- EXTRACT

Chris Rock Pens Blistering Essay on Hollywood's Race Problem: "It's a White Industry"

Writing for THR's current issue, the 'Top Five' writer, director and star tackles Hollywood's third rail as he explains what it's really like to be black in the entertainment industry (hint: you get asked to be Huggy Bear, not Starsky or Hutch) and the "slave state" of Mexicans: "If Kevin Hart is playing 40,000 seats a night, and Jon Stewart is playing 3,000 ... why does Kevin Hart have to cross over?"

http://www.hollywoodreporter.com/news/top-five-filmmaker-chris-rock-753223

©brad

He's been killing it lately in interviews, particularly the feature in NYMag with Frank Rich.

max from fearless

School of Rock - A conversation with Chris Rock about rap, comedy, Cosby, and the art of casting.
by Rembert Browne on December 3, 2014 -- GRANTLAND


I once saw Chris Rock in New York attempting to be a New Yorker. I was getting a sandwich near my office in a building that shared a space with a gym. There was Rock, alone. On his ears sat a pair of cartoonishly large, Princess Leia–like headphones.

- RECORDS SHOWN
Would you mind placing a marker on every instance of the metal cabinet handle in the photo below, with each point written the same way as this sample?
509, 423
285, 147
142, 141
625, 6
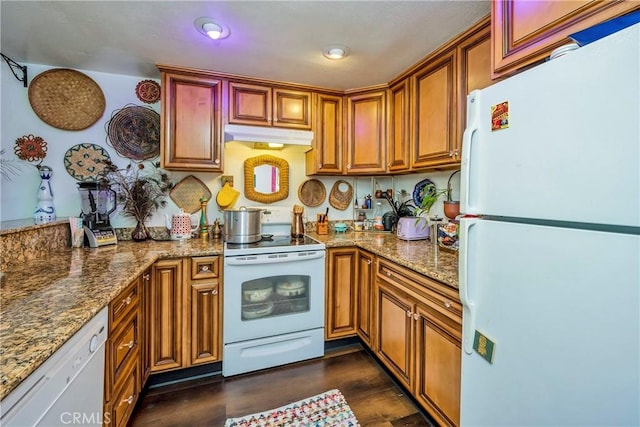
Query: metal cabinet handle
129, 344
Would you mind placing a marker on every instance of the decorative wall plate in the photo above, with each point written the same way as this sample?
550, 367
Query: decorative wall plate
187, 193
312, 192
30, 148
148, 91
134, 132
341, 196
66, 99
85, 162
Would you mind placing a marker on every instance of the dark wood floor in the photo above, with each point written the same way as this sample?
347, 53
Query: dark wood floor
368, 389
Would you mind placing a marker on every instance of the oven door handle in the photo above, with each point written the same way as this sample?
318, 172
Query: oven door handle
273, 258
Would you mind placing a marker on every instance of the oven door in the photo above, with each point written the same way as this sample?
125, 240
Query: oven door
272, 294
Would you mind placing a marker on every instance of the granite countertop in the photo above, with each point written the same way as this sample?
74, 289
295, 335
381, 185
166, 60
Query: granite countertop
44, 302
418, 255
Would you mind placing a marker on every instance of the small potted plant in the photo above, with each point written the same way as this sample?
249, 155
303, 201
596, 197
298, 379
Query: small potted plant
140, 191
451, 207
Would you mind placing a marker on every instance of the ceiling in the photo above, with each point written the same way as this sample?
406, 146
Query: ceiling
277, 40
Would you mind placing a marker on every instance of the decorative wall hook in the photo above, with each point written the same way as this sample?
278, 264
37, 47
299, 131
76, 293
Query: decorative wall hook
15, 66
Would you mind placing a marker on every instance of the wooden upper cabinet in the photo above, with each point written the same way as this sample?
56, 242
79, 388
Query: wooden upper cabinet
325, 156
434, 113
260, 105
398, 139
366, 133
474, 65
526, 32
191, 122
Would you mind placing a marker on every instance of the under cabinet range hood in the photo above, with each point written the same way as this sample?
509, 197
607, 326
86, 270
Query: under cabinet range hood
267, 135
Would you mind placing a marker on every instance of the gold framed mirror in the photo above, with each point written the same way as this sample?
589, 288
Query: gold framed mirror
266, 179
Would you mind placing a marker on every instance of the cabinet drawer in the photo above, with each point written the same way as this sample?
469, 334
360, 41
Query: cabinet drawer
122, 305
119, 409
441, 298
205, 267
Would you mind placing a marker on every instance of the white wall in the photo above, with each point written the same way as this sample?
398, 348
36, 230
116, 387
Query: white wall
18, 195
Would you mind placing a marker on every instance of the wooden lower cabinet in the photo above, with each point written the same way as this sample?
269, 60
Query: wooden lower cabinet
185, 313
418, 333
364, 295
165, 317
340, 307
123, 360
206, 323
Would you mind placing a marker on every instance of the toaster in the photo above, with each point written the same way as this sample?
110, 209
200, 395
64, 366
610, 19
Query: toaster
412, 228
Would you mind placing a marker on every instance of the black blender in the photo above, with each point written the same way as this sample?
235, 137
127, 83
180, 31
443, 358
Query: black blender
98, 201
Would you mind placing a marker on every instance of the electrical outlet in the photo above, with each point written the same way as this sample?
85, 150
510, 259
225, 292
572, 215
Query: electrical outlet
484, 346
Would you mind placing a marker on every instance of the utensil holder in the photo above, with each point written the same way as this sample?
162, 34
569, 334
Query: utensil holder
322, 227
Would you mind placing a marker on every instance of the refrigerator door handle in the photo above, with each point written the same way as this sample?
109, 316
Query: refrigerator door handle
468, 305
467, 136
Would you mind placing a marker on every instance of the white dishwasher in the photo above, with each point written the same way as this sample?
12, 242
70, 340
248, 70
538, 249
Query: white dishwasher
68, 388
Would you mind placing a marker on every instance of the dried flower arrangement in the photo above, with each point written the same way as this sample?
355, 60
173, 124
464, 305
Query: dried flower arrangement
140, 191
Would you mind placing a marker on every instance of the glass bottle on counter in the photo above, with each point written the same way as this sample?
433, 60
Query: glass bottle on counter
377, 217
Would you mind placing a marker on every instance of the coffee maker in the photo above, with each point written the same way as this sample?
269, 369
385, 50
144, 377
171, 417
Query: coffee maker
98, 202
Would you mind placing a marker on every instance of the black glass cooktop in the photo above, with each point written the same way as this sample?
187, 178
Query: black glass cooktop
272, 244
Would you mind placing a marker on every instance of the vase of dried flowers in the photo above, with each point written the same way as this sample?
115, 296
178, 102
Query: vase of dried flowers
140, 190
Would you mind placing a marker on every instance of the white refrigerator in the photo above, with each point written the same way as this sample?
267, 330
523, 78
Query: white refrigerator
549, 260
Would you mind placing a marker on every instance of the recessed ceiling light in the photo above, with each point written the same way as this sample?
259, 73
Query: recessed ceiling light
212, 29
336, 52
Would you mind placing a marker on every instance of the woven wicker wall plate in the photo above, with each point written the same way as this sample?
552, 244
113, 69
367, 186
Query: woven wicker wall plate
85, 162
134, 132
312, 192
66, 99
187, 193
341, 199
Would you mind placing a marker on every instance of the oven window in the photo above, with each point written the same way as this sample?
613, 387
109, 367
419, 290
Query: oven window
275, 296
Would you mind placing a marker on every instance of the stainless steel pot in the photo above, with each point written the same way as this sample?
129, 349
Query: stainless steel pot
242, 225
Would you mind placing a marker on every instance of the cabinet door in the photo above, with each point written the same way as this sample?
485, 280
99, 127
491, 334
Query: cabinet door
340, 319
366, 133
205, 323
249, 104
145, 348
526, 32
437, 368
394, 330
434, 102
166, 315
474, 65
325, 157
191, 123
292, 109
365, 274
398, 141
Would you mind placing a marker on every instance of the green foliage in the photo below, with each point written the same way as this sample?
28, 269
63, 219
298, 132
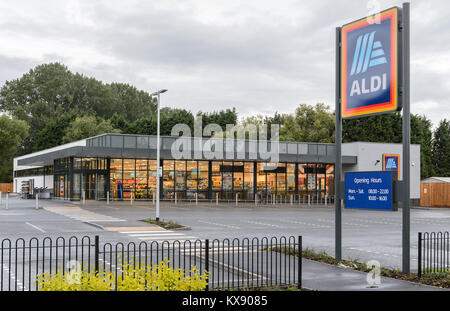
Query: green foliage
50, 92
87, 126
12, 133
441, 149
309, 124
159, 277
222, 118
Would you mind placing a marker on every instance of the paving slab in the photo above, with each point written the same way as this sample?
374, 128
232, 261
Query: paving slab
325, 277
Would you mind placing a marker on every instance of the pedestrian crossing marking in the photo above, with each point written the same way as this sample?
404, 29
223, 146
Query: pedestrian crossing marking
81, 214
138, 229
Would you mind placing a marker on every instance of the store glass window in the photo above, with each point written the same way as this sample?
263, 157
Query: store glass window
129, 164
141, 185
192, 175
261, 177
141, 165
290, 178
238, 178
216, 176
168, 178
152, 176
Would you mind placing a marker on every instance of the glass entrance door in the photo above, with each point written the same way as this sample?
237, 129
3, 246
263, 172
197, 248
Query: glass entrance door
88, 186
94, 186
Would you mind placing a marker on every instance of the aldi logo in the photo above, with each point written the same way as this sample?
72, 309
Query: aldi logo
369, 53
369, 66
391, 162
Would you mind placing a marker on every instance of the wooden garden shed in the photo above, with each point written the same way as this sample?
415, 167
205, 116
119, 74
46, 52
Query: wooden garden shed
435, 192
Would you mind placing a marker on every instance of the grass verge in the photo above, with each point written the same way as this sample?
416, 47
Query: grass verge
441, 279
165, 224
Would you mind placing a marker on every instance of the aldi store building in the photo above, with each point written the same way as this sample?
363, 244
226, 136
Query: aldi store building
125, 166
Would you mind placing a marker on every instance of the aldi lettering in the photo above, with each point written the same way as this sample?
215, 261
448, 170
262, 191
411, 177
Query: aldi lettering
369, 64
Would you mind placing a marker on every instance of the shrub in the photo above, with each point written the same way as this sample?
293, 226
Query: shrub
131, 278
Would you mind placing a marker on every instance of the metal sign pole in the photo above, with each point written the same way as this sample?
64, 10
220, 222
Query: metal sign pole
338, 162
406, 139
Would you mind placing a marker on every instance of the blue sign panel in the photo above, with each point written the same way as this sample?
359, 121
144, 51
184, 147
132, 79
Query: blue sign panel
369, 66
369, 190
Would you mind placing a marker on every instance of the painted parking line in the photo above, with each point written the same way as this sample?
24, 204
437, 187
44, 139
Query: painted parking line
153, 234
344, 223
35, 227
262, 224
305, 223
81, 214
217, 224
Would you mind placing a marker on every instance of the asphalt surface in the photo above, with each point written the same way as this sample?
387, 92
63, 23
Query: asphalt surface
367, 235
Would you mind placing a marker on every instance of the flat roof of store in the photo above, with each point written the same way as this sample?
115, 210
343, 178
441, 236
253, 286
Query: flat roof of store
144, 146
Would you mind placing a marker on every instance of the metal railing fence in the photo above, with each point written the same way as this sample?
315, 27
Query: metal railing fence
231, 263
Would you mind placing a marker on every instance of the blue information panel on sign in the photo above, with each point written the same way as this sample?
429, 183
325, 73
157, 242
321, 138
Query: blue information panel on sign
369, 190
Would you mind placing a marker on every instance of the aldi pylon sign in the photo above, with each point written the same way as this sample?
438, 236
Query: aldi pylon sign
369, 66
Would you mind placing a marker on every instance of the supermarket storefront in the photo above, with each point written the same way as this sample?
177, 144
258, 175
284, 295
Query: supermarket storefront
125, 166
186, 179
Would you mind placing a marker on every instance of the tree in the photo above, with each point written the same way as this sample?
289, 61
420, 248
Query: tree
50, 91
309, 124
87, 126
222, 117
441, 149
53, 133
12, 133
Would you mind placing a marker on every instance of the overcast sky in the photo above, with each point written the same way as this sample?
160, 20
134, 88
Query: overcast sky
259, 56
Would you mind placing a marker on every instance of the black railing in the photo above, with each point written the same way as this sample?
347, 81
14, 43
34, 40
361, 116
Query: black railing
433, 252
231, 263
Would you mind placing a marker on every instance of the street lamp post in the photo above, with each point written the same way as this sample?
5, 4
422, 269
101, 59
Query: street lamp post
158, 167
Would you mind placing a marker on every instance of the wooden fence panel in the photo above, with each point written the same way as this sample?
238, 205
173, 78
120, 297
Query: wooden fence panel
435, 194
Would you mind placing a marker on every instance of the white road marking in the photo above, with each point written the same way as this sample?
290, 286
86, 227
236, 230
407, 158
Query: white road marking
304, 223
159, 236
35, 227
262, 224
217, 224
84, 215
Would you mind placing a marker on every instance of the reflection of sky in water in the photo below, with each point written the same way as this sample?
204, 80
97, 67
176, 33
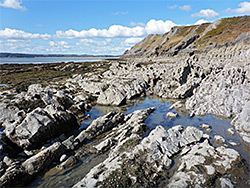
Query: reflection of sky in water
158, 117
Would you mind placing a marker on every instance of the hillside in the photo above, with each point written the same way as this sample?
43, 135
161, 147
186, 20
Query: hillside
21, 55
190, 39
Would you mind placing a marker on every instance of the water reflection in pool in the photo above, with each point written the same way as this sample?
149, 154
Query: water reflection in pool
158, 117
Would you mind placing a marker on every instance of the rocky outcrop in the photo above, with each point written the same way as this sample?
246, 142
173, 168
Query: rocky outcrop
191, 39
202, 157
242, 123
222, 93
144, 162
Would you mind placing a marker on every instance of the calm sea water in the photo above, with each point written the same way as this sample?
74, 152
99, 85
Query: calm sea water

- REQUIRED ACTIONS
• A. Rewrite the Chris Rock excerpt starting at "Writing for THR's" and ending at "with Frank Rich.", substituting "tickets" for "seats".
• B. How many lines of the listing contain the string "utensil"? Reply with the number alone.

- FULL SOLUTIONS
• A.
Writing for THR's current issue, the 'Top Five' writer, director and star tackles Hollywood's third rail as he explains what it's really like to be black in the entertainment industry (hint: you get asked to be Huggy Bear, not Starsky or Hutch) and the "slave state" of Mexicans: "If Kevin Hart is playing 40,000 tickets a night, and Jon Stewart is playing 3,000 ... why does Kevin Hart have to cross over?"

http://www.hollywoodreporter.com/news/top-five-filmmaker-chris-rock-753223

©brad

He's been killing it lately in interviews, particularly the feature in NYMag with Frank Rich.

• B. 2